#### QUOTED TEXT ####

Besides believing that Communism is the wave of the future, the new isolationists evidently believe that Communist regimes are on the whole better for the people who live under them than the “corrupt” and “repressive” governments they replace. On this point, politicians are unable to speak with the same degree of candor as a columnist like Anthony Lewis or an organization like the American Friends Service Committee. Where El Salvador is concerned, although Lewis is under “no illusion that the guerrilla forces and their leaders are all noble democrats, believers in government under law,” he nevertheless tells us that what they are fighting against is “brutality and exploitation.” Now, only yesterday Lewis was railing against the brutality and exploitation of the Thieu regime in South Vietnam only to discover (if indeed he yet has) that it was a paradise compared with what the “powerfully motivated” Vietnamese Communists had in store for the people of South Vietnam. But this time he is sure it will be different. Though the Sandinistas “do indeed have human-rights violations on their record,” Lewis says, “what has happened in Nicaragua in the last few years is pretty tame stuff compared to what has happened—and is still happening—in El Salvador.” After all, only a hundred civilians have been killed in Nicaragua during the past few years as compared with more than 30,000 in El Salvador.
The Anthony Lewis who throws these figures around is the same Anthony Lewis who in writing first about the Christmas 1972 bombing of Hanoi and then about the Israeli invasion of Lebanon uncritically accepted false casualty statistics to discredit the United States in the former case and Israel in the latter. Here, at it once again, he fails to consider that the guerrillas must have been responsible for at least some portion of the 30,000 civilians killed in El Salvador. Nor does he notice that during the period in question the war in El Salvador was still raging while one phase of the war in Nicaragua was over and the next not yet really begun. Nor does it occur to him that the Sandinistas are now in the process of consolidating their power and extending their control with the ultimate objective of turning the country into a totalitarian society on the model of Cuba. Nor does he recognize that Castroism, like every other example of Communist rule the world has ever known, has brought nothing but political repression, economic misery, and cultural starvation. Nor does he take into account the fact that the young men of Cuba have been turned into the cannon fodder of Soviet imperialism in Africa. None of these things disturbs Lewis’s belief that Nicaragua will be different.

####

§ TASK SET:
(A) For the passage on Anthony Lewis, decide whether each statement agrees with it: (i) Lewis says the guerrilla forces in El Salvador are all noble democrats; (ii) the passage gives more than 30,000 as the number of civilians killed in El Salvador; (iii) Lewis wrote about the Christmas 1972 bombing of Hanoi. Answer yes or no for each, and quote the words of the passage that settle it.
(B) Turn the paragraph of the passage on Anthony Lewis that begins "The Anthony Lewis who throws these figures around" into a short list that keeps its main points.
(C) Sum up the passage on Anthony Lewis in two sentences.
The records have no part in this work.

#### LISTED ENTRIES ####

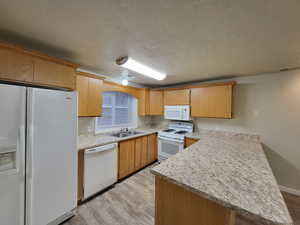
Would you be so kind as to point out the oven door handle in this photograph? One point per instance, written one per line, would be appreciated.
(169, 139)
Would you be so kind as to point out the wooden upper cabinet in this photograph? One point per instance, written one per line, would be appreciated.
(53, 74)
(26, 66)
(94, 97)
(15, 66)
(177, 97)
(156, 102)
(212, 101)
(89, 96)
(111, 86)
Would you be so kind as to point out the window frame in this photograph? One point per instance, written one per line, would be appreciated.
(132, 108)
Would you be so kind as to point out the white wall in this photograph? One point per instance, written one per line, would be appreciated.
(268, 105)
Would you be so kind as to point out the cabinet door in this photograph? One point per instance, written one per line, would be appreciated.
(138, 153)
(152, 148)
(156, 103)
(82, 85)
(189, 141)
(15, 66)
(54, 74)
(94, 103)
(126, 158)
(212, 102)
(143, 102)
(89, 96)
(177, 97)
(141, 152)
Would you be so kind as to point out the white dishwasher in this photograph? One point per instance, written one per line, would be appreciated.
(100, 168)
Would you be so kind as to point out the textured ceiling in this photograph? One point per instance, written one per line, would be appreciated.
(187, 39)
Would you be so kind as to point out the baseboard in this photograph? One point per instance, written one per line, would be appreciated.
(289, 190)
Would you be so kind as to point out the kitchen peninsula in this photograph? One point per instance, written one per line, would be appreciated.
(221, 174)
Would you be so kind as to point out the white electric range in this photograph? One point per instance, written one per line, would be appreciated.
(171, 140)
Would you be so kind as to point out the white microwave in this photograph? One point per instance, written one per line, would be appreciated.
(177, 112)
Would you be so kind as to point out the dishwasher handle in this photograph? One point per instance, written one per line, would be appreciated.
(101, 148)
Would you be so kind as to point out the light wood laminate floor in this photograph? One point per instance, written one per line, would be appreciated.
(131, 202)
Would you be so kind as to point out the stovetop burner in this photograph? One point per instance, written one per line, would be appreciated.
(181, 132)
(168, 130)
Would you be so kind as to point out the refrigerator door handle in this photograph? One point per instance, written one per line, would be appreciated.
(21, 152)
(29, 152)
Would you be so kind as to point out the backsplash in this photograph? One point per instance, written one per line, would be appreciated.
(86, 125)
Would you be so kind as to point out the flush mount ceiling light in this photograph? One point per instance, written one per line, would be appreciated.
(124, 82)
(133, 65)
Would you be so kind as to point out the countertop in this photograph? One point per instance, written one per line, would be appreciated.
(91, 141)
(232, 170)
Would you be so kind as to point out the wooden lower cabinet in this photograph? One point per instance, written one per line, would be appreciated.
(175, 205)
(141, 152)
(152, 148)
(126, 158)
(137, 153)
(189, 141)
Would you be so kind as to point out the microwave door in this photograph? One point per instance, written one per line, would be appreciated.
(172, 114)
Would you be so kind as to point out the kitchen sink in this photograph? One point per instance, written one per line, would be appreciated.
(125, 134)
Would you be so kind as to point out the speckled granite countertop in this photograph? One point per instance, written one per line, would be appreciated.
(91, 141)
(232, 170)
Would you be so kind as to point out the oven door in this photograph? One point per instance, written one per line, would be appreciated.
(168, 147)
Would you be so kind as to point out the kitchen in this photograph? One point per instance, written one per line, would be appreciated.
(131, 121)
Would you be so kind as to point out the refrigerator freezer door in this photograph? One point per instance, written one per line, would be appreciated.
(52, 155)
(12, 153)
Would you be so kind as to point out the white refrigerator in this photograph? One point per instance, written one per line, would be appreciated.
(38, 155)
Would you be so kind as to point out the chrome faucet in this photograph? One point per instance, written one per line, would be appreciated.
(124, 130)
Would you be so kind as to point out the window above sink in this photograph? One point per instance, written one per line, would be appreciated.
(119, 110)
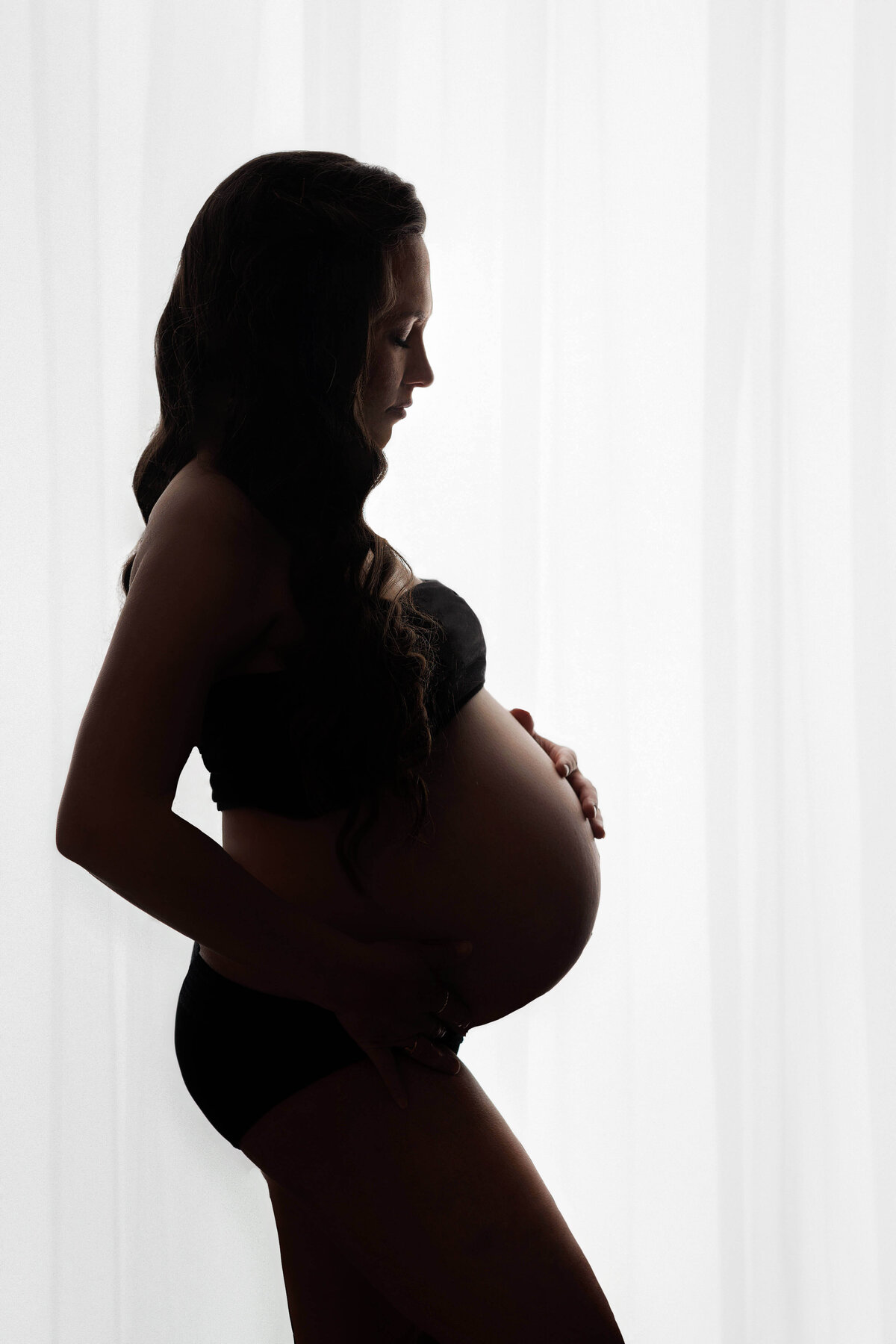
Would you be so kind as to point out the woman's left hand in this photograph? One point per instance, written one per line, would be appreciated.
(567, 766)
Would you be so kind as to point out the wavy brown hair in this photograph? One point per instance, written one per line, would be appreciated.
(284, 281)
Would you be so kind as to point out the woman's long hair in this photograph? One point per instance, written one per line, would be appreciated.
(282, 282)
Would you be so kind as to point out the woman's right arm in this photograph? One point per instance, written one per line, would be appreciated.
(196, 601)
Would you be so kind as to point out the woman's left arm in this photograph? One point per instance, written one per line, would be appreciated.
(566, 764)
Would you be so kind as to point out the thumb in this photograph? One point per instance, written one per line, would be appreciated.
(383, 1062)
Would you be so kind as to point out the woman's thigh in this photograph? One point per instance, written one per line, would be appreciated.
(329, 1300)
(437, 1206)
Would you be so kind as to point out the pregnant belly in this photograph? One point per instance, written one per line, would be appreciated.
(507, 860)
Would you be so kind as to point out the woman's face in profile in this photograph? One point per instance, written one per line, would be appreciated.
(399, 361)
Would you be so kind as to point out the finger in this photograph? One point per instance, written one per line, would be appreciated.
(566, 761)
(588, 796)
(455, 1014)
(385, 1063)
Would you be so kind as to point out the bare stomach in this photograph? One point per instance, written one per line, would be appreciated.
(507, 860)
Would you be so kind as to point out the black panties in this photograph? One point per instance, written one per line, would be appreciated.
(242, 1051)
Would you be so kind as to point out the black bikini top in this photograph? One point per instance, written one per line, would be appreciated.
(245, 744)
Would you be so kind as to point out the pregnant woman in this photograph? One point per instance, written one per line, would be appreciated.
(379, 808)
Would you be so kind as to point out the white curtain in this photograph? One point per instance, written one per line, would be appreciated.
(657, 460)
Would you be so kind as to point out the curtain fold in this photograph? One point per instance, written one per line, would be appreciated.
(660, 435)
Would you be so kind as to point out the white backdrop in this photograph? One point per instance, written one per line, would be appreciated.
(657, 460)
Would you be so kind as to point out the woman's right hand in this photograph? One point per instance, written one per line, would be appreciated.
(393, 996)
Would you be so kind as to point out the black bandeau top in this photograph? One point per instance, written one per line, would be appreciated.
(243, 739)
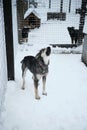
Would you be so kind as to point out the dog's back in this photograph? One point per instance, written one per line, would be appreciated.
(30, 63)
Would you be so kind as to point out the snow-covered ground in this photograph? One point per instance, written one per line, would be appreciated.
(65, 106)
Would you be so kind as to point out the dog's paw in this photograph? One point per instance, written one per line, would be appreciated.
(44, 93)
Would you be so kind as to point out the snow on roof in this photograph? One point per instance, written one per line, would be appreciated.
(29, 11)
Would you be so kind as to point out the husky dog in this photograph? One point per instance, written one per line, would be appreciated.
(38, 66)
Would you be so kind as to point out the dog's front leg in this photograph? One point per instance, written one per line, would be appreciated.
(44, 83)
(36, 89)
(23, 78)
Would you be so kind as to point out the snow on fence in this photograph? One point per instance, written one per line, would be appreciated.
(84, 52)
(3, 65)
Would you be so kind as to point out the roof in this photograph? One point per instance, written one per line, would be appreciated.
(29, 11)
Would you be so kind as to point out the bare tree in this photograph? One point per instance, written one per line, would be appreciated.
(61, 6)
(49, 3)
(69, 6)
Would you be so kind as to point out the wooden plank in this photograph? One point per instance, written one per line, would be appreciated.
(9, 38)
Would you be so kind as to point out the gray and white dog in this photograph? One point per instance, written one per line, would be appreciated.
(38, 66)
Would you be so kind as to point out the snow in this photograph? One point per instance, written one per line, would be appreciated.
(65, 106)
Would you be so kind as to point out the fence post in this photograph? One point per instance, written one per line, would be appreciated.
(7, 8)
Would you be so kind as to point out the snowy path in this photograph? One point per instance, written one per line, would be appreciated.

####

§ REPLIES:
(A)
(i) No: "no illusion that the guerrilla forces and their leaders are all noble democrats, believers in government under law"
(ii) Yes: "more than 30,000 in El Salvador"
(iii) Yes: "in writing first about the Christmas 1972 bombing of Hanoi"

(B)
- When writing about the Christmas 1972 bombing of Hanoi and the Israeli invasion of Lebanon, Lewis accepted false casualty statistics without question, discrediting the United States and Israel.
- He fails to consider that the guerrillas must be responsible for some of the 30,000 civilians killed in El Salvador.
- He does not notice that the war in El Salvador was still raging, while one phase of the war in Nicaragua was over and the next had not really begun.
- He overlooks that the Sandinistas are consolidating power to turn Nicaragua into a totalitarian society on the model of Cuba.
- He does not recognize that Castroism, like all Communist rule, has brought only political repression, economic misery, and cultural starvation.
- He ignores that Cuba's young men have become cannon fodder for Soviet imperialism in Africa.
- None of this shakes his belief that Nicaragua will be different.

(C) The passage says the new isolationists evidently believe Communist regimes are better for their people than the governments they replace, and it quotes Lewis contrasting about a hundred civilian deaths in Nicaragua with more than 30,000 in El Salvador. It argues that Lewis, who earlier accepted false casualty statistics about Hanoi and Lebanon, ignores the guerrillas' share of the killings, the Sandinistas' aim of a Cuban-style totalitarian society, and the record of Communist rule.